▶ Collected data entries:
▼

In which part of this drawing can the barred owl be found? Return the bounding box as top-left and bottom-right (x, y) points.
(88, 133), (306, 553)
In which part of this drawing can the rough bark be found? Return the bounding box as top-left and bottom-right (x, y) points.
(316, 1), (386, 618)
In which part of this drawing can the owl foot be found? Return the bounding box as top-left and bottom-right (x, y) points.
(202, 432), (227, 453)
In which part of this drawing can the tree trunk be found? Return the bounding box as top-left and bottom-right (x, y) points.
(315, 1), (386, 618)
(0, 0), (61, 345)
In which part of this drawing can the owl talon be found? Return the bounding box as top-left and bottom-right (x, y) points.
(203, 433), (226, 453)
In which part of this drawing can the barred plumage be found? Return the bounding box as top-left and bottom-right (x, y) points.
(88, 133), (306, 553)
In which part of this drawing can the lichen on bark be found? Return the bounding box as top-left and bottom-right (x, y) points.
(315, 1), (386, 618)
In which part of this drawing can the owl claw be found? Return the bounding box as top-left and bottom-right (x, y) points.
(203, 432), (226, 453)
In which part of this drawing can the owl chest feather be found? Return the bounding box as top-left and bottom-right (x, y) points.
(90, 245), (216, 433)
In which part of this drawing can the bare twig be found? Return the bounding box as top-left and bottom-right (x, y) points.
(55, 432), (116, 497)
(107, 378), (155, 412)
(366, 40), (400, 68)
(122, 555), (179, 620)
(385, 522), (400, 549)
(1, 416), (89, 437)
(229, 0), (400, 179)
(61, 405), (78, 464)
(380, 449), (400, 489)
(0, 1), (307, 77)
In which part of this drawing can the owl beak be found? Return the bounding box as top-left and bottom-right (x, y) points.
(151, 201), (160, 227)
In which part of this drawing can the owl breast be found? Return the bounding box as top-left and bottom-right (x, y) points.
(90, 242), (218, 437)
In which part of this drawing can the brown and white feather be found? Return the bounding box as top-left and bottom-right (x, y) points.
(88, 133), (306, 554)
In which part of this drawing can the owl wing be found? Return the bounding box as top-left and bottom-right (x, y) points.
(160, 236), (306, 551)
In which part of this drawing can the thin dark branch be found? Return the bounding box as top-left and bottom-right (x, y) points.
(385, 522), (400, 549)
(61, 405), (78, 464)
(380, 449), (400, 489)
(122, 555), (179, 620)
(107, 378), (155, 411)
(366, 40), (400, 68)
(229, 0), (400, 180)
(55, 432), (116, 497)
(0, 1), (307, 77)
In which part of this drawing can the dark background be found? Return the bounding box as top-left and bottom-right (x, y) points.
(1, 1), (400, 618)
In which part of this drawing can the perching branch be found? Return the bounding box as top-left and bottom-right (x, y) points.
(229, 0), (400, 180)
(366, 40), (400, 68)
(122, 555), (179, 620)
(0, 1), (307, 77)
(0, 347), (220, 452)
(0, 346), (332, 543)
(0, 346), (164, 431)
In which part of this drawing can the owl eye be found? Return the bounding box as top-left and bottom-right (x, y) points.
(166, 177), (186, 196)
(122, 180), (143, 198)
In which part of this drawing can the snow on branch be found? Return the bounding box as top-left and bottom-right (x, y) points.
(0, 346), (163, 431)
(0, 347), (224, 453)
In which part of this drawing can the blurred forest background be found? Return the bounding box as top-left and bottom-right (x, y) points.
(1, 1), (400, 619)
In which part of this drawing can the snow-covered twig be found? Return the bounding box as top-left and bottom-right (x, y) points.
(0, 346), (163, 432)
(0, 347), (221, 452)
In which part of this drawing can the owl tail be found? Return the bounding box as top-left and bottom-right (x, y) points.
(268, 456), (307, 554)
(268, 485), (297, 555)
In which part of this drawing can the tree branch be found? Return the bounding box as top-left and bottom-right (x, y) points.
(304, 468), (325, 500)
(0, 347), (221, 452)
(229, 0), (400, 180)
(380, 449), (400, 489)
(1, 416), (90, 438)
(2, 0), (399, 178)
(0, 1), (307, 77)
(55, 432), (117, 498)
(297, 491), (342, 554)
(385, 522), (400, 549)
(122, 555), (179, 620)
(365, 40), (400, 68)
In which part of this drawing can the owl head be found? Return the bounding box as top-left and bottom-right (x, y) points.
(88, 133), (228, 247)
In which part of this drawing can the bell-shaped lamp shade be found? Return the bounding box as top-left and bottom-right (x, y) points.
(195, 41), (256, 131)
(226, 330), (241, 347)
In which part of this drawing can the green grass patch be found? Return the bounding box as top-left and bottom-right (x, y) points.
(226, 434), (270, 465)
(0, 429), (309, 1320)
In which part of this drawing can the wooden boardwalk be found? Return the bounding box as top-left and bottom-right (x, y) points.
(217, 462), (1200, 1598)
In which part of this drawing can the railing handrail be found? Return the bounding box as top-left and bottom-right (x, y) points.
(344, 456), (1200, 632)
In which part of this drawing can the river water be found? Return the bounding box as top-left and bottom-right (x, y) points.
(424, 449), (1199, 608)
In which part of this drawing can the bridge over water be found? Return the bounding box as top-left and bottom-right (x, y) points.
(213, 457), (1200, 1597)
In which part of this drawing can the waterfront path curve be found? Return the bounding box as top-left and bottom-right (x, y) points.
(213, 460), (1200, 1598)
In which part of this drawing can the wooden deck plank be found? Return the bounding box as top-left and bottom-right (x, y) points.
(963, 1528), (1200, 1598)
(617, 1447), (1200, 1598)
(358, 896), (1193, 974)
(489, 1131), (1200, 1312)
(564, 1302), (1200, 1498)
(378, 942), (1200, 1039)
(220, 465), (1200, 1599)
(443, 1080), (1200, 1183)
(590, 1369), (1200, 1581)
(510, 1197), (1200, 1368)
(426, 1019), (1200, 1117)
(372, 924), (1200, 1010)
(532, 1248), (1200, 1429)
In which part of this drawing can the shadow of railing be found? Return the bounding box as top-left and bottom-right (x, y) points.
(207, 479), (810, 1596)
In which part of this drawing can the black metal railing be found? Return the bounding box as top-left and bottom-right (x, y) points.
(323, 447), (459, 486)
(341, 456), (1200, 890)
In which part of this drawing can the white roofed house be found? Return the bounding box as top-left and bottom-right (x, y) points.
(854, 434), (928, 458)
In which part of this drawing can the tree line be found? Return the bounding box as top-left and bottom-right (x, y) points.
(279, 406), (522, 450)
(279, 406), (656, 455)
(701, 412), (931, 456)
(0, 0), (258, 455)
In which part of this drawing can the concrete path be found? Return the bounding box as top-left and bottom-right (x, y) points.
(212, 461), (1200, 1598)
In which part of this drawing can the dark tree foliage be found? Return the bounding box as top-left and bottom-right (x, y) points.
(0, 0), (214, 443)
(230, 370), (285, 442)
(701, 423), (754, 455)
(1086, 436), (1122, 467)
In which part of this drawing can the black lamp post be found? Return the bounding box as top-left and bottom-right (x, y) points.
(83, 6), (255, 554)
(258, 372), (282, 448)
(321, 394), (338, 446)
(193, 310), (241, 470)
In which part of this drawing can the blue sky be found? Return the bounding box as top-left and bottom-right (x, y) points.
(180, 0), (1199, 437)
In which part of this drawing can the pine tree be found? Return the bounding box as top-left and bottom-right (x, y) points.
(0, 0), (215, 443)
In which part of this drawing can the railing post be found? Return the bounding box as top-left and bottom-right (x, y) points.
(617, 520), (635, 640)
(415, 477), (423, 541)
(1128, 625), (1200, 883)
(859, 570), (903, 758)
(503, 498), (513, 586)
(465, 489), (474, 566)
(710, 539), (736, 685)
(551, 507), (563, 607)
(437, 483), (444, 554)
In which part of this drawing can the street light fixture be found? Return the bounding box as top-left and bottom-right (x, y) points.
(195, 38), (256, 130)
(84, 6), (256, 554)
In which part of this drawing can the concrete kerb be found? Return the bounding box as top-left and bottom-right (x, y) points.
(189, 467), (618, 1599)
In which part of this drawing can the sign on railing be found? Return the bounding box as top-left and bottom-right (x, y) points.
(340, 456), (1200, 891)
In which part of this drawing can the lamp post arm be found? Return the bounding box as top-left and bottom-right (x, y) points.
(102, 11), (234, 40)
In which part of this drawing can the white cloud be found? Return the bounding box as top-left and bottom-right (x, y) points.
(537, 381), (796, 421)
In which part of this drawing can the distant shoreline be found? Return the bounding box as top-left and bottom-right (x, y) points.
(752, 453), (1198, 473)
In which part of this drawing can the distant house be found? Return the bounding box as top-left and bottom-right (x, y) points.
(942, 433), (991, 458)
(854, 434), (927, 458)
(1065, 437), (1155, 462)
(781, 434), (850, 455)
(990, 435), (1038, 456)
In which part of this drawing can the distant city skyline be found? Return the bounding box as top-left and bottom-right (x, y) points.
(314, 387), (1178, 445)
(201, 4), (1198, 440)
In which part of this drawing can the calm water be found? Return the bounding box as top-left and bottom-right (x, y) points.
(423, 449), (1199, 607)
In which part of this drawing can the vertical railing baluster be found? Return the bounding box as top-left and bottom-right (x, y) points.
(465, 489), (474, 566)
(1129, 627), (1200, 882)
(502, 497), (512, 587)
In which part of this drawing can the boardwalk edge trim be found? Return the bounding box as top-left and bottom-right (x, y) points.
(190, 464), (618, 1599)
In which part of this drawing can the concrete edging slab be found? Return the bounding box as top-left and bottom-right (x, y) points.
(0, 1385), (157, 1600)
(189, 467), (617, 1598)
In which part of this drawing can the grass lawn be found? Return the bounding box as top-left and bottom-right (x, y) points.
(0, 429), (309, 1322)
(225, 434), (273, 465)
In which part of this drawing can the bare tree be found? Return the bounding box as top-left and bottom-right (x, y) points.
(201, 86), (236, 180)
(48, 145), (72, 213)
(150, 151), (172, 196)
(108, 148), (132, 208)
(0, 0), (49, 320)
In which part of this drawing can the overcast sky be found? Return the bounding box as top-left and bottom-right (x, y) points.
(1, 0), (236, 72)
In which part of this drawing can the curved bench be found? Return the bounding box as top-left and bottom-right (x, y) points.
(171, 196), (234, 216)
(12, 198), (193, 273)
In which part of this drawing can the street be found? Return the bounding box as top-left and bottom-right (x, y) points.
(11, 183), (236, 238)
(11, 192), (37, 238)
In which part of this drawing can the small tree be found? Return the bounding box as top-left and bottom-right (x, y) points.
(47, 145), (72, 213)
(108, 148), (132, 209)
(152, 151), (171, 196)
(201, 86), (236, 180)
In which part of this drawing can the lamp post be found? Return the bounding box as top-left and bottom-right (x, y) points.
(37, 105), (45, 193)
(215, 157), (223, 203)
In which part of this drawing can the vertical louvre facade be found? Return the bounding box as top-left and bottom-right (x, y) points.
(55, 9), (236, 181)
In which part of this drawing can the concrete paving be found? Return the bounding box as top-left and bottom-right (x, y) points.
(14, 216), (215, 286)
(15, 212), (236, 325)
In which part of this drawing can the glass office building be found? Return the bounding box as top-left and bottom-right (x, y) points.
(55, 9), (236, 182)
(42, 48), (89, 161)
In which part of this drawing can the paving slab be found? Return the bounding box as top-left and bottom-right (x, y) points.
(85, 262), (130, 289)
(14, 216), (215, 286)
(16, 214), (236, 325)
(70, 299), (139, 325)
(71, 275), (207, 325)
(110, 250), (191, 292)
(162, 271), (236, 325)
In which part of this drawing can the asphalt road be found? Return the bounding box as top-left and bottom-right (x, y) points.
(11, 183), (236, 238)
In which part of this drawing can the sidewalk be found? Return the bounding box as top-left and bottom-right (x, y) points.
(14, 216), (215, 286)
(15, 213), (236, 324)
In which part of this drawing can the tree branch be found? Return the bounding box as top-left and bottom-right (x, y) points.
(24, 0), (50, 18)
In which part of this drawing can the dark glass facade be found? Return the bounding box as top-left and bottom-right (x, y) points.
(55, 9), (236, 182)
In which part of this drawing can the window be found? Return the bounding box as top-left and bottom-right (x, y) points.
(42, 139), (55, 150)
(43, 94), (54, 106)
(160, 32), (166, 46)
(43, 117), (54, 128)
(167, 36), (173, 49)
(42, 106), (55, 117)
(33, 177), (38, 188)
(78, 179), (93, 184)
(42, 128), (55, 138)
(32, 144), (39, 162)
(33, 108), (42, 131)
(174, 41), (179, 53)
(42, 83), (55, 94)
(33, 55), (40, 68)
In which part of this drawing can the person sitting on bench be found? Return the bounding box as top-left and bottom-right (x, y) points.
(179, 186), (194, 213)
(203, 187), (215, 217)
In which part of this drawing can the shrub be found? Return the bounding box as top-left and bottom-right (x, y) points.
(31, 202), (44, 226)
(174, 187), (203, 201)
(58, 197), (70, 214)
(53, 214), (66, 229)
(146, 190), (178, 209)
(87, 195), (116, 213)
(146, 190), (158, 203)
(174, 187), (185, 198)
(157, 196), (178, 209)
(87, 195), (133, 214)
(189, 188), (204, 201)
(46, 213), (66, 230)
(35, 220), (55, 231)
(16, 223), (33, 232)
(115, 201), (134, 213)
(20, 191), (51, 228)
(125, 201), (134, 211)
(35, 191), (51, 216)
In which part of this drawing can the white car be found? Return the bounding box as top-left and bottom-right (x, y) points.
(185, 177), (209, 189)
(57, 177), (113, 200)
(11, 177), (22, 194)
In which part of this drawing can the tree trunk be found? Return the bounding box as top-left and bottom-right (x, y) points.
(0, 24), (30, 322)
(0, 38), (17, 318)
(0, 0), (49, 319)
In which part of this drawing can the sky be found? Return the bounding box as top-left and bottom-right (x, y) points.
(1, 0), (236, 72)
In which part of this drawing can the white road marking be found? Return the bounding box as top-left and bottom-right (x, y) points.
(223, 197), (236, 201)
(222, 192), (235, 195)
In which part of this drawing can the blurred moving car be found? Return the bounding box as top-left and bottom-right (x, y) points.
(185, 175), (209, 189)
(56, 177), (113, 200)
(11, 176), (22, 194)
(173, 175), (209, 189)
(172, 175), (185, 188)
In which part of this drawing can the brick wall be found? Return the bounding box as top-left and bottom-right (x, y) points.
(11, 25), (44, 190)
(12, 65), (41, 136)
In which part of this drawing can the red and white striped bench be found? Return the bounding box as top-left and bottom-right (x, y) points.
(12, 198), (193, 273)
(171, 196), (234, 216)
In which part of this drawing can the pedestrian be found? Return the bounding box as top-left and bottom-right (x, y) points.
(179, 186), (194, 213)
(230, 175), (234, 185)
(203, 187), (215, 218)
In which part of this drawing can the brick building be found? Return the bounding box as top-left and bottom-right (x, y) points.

▲

▶ What you have to do:
Only the lines from the one containing "In which part of this drawing can the red" through the end of the entries above belong in the answer; repeat them exactly.

▶ Result of this exercise:
In which part of this drawing can the red and white striped bench be found? Return the bounding box as top-left and bottom-right (x, y) points.
(12, 198), (193, 273)
(171, 196), (234, 216)
In which part of this drawing can the pedestrian be found? Return the bounding box as top-left and bottom-right (x, y) points.
(179, 186), (194, 213)
(230, 175), (234, 185)
(203, 187), (215, 218)
In which part of this drawing can the brick building be found? Return the bounding box as top-left and bottom-right (x, y) points.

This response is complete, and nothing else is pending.